** What is required **
Count the lines in the rows below that contain the string "black", matching case exactly. Give only the number.

────

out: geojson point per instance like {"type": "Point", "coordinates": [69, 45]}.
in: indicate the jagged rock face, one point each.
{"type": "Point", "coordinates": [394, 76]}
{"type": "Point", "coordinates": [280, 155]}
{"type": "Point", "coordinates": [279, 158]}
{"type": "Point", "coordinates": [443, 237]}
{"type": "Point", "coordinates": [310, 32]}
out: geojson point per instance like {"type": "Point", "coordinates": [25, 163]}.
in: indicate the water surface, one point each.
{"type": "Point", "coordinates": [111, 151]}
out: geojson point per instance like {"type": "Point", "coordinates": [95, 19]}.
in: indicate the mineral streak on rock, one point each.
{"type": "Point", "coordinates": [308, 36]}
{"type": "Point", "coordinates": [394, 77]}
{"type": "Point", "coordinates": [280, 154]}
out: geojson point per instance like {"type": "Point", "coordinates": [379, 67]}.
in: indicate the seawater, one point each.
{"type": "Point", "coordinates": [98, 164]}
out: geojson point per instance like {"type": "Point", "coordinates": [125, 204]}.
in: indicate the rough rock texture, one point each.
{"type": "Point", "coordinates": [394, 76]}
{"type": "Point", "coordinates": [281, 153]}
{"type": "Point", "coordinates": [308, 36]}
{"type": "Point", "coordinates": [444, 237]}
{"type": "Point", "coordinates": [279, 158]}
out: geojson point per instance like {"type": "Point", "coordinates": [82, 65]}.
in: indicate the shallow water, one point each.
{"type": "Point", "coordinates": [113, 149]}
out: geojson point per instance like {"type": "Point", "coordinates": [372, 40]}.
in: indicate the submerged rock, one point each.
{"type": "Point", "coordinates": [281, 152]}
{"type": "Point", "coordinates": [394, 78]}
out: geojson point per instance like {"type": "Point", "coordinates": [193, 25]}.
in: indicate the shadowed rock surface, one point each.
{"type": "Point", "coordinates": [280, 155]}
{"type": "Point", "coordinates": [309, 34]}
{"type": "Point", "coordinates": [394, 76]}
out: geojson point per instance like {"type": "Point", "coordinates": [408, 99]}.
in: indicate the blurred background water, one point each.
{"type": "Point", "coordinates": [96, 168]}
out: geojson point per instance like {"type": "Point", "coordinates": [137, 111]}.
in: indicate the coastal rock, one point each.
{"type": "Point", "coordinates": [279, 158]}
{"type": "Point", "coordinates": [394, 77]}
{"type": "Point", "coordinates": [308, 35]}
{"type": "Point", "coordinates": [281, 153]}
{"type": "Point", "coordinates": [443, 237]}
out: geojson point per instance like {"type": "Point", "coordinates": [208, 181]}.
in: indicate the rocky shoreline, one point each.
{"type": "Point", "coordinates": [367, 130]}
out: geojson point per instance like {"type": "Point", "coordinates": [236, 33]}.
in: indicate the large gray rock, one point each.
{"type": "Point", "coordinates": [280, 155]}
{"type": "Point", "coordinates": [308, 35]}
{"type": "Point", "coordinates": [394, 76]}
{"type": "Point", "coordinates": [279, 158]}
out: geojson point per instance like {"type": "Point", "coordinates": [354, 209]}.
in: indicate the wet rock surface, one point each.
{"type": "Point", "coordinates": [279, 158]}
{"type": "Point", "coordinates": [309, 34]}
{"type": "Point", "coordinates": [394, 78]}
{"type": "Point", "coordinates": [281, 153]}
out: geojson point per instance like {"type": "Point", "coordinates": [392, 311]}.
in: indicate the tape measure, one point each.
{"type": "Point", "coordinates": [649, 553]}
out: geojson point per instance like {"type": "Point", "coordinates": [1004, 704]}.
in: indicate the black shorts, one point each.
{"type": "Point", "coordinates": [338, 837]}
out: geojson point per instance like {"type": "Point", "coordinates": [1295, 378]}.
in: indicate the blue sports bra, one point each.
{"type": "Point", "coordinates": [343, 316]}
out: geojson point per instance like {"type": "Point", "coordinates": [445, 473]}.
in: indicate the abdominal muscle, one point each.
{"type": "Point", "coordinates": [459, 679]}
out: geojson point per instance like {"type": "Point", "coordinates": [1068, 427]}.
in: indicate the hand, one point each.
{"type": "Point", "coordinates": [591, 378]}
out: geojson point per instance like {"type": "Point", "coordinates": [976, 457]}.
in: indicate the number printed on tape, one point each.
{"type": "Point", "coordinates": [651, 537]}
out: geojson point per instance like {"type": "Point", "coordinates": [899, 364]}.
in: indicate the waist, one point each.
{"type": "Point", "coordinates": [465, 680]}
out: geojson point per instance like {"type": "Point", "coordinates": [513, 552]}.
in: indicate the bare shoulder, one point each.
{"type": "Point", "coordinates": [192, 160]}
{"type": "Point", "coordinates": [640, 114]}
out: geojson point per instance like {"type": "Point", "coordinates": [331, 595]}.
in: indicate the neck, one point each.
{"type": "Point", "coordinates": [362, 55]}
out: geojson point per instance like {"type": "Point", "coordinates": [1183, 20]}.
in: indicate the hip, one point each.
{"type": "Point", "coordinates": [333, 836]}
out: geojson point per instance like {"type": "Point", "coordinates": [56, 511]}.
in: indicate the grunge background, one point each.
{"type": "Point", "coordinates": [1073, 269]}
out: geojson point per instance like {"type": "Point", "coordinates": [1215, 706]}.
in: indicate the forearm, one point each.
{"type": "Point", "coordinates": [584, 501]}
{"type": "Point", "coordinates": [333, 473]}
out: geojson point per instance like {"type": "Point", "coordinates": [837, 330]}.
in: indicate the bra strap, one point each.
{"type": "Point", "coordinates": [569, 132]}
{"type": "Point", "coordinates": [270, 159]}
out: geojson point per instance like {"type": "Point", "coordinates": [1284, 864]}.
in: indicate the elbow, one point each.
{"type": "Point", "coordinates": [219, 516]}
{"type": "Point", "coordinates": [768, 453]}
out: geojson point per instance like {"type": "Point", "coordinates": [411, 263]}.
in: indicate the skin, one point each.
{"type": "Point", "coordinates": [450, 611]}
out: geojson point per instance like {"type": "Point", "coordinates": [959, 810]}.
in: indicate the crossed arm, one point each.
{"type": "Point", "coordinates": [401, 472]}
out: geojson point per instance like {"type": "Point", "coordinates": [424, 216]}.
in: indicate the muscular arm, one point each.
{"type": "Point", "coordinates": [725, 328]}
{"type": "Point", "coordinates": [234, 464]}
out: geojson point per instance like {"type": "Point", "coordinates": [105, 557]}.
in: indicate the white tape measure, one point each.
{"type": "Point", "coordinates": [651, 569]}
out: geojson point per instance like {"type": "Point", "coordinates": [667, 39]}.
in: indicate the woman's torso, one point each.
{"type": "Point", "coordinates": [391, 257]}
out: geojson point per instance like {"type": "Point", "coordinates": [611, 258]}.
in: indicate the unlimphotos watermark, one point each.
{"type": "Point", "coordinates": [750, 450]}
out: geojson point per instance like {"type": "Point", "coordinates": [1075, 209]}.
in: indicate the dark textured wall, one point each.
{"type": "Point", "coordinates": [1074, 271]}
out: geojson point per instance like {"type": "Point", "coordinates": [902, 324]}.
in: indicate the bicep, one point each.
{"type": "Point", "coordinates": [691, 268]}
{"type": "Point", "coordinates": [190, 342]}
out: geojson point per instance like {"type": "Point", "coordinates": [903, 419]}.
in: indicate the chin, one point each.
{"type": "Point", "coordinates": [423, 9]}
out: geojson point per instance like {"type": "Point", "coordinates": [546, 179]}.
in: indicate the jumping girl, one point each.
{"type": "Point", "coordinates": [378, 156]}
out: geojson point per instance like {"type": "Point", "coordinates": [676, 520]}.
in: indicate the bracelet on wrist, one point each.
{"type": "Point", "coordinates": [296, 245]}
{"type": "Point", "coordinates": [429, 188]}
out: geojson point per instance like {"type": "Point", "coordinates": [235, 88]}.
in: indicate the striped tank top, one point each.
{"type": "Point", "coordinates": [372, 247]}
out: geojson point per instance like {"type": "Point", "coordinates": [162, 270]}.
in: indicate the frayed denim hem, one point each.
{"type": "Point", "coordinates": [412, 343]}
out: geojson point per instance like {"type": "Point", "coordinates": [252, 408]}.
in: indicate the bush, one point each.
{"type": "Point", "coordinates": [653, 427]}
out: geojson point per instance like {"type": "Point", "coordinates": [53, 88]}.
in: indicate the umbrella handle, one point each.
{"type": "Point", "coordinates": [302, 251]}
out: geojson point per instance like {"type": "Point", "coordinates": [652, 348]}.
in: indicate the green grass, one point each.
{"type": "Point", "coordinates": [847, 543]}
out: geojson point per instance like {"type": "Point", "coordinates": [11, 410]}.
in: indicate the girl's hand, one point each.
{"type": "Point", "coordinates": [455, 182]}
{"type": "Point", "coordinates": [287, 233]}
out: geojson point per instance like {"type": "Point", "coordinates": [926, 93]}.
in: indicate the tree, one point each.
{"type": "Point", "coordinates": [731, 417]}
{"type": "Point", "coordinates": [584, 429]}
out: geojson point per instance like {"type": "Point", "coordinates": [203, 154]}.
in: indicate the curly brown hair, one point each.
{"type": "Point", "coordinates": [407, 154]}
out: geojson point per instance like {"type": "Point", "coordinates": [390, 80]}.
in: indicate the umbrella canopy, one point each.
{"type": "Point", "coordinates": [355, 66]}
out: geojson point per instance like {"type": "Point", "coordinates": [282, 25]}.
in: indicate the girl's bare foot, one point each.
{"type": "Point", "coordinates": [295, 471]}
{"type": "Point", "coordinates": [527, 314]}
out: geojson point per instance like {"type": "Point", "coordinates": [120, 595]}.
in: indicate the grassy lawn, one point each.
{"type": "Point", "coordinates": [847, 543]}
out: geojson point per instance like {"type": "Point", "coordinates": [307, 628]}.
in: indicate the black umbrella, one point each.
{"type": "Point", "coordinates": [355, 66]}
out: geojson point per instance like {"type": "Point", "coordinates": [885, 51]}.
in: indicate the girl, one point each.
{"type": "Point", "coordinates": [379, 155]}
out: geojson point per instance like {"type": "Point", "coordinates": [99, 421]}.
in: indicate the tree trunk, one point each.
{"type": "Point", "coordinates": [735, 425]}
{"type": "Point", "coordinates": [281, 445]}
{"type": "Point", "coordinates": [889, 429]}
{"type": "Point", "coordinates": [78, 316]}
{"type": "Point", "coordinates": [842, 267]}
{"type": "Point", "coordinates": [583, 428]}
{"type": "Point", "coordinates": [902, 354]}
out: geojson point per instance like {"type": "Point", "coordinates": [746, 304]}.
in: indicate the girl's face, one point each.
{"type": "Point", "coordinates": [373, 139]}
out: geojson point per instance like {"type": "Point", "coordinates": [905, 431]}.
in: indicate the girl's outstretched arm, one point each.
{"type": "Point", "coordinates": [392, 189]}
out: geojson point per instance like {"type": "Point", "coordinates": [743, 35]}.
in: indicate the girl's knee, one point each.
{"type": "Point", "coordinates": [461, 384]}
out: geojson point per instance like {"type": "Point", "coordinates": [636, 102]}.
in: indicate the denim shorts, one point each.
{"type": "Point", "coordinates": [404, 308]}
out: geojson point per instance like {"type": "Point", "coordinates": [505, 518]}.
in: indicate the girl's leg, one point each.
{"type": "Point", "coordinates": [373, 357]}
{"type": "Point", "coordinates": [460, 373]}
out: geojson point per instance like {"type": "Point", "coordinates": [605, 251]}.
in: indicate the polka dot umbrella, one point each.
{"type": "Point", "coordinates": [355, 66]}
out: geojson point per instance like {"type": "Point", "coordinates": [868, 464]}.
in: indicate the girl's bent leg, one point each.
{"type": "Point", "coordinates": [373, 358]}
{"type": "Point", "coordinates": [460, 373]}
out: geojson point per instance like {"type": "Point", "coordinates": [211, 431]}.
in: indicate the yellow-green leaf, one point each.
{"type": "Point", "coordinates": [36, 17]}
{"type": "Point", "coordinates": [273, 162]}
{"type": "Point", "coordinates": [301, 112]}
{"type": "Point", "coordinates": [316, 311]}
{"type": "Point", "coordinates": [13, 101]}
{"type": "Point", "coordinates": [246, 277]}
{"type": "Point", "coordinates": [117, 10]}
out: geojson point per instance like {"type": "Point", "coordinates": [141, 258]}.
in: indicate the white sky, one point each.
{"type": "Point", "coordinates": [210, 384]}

────

** Result for this exercise **
2